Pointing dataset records

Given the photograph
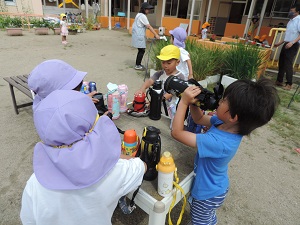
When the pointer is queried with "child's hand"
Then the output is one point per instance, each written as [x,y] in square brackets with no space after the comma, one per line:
[189,94]
[91,96]
[139,92]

Directions
Report each line in the items above that contains the string "with", treating uppercase and lowercase letters as different.

Final result
When the pointer is queried with "child's hand"
Then the output is one point per instance, each written as [x,y] in square brackets with no space after the comma, one per line:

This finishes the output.